- Text block -
========

The Liberal government is committing to making menstrual products free in federally-regulated workplaces.
Minister of Employment, Workforce Development and Labour, Patty Hajdu, released a notice outlining a 60-day consultation period to seek feedback on the proposal.
The federal government says that while employers are required to provide supplies such as soap, warm water, and a way to dry hands, free menstrual products are overlooked as necessities in washrooms.
Menstrual products are essential to the health of 40% of the federal workforce yet are not treated a basic need. It is time for that to change. We’re consulting Canadians on how best to provide free menstrual products. Share your input: https://t.co/9qDVOmWqXf pic.twitter.com/IF1rz0zoR4
— Patty Hajdu (@PattyHajdu) May 6, 2019
“No requirements are currently in place to require employers to provide menstrual products,” reads the notice.
“As a result, a large number of employees are required to carry a basic supply of menstrual products with them.”
The notice outlines the importance of making menstrual products accessible in the workplace.
“When employees find themselves without access to menstrual products, they may turn to unsuitable improvised solutions such as using toilet paper and paper towels to act in place of tampons and pads.”

========

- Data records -
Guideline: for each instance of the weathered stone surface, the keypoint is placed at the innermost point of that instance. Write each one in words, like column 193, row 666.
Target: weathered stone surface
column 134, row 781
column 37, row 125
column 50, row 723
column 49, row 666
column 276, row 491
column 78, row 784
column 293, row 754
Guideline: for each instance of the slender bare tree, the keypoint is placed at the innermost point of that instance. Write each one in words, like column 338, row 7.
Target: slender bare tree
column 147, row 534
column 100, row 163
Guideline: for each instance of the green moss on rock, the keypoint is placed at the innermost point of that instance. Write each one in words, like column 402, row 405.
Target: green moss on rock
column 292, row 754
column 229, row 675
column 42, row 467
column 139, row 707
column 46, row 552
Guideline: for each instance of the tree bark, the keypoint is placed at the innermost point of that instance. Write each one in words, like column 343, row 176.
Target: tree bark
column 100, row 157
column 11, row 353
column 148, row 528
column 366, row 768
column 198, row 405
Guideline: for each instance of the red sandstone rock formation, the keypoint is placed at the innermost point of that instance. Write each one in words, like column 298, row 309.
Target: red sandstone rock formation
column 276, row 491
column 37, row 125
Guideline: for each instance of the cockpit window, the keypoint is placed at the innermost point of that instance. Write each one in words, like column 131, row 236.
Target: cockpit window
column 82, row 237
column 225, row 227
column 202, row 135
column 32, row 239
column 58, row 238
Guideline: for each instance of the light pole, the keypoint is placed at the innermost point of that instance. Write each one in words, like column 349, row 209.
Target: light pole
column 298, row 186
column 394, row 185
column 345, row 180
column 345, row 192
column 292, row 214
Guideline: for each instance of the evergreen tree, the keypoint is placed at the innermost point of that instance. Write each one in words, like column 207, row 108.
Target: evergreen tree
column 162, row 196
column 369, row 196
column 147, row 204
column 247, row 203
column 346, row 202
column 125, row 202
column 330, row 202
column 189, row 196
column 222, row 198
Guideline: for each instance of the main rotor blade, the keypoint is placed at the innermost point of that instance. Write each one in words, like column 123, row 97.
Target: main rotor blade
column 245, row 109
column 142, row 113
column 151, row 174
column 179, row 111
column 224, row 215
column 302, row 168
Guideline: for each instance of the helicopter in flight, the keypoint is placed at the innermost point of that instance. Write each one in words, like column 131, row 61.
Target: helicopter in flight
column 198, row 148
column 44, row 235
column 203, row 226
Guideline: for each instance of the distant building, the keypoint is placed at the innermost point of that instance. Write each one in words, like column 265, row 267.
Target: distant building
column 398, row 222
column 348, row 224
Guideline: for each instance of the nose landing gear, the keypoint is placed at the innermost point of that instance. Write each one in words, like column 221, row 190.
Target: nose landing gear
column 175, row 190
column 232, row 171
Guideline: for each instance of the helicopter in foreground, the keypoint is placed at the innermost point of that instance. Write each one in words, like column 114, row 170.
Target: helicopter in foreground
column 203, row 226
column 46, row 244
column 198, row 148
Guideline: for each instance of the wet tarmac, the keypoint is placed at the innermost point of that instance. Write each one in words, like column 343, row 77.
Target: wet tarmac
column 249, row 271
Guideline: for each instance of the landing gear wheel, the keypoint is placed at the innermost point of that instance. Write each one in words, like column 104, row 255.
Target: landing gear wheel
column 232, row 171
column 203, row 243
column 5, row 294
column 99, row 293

========

- What is being asked -
Write out the stretch from "Minister of Employment, Workforce" through "reads the notice." in the article on free menstrual products, word for word. The records are separate material and are unrelated to the article on free menstrual products.

- Response -
Minister of Employment, Workforce Development and Labour, Patty Hajdu, released a notice outlining a 60-day consultation period to seek feedback on the proposal.
The federal government says that while employers are required to provide supplies such as soap, warm water, and a way to dry hands, free menstrual products are overlooked as necessities in washrooms.
Menstrual products are essential to the health of 40% of the federal workforce yet are not treated a basic need. It is time for that to change. We’re consulting Canadians on how best to provide free menstrual products. Share your input: https://t.co/9qDVOmWqXf pic.twitter.com/IF1rz0zoR4
— Patty Hajdu (@PattyHajdu) May 6, 2019
“No requirements are currently in place to require employers to provide menstrual products,” reads the notice.